● Aim: Copy everything in the records from the line containing "If you could drop a marker on the circular" down to the end, reproducing each line unchanged.

..............................

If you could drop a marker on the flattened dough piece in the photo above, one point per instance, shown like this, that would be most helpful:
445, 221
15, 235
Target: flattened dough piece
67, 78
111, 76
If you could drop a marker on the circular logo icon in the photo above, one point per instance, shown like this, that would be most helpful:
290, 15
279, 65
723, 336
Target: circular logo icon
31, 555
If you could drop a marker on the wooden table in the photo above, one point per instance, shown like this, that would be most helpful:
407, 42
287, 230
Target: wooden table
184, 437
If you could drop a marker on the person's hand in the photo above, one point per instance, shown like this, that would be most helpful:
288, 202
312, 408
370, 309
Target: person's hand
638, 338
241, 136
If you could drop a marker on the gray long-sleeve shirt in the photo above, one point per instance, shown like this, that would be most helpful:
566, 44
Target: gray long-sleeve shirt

..............................

● Task response:
If you could drop a marker on the circular logo icon in the photo above, one point per instance, shown like this, that would be most helpful:
290, 15
279, 65
723, 336
Target: circular logo icon
31, 555
If you could drop a marker on the wooden table in the photo above, one point per instance, shown like this, that would be most helpful:
407, 42
287, 230
Target: wooden table
184, 437
If you could drop a marker on the person's hand in the photo above, one point per instance, shown like this, that would be most helpful:
288, 202
312, 408
370, 309
Target: person's hand
638, 338
241, 136
If you could drop a marker on the gray long-sleeve shirt in the photo above, one point per instance, shown like this, that would be most helpful:
566, 44
Target: gray long-sleeve shirt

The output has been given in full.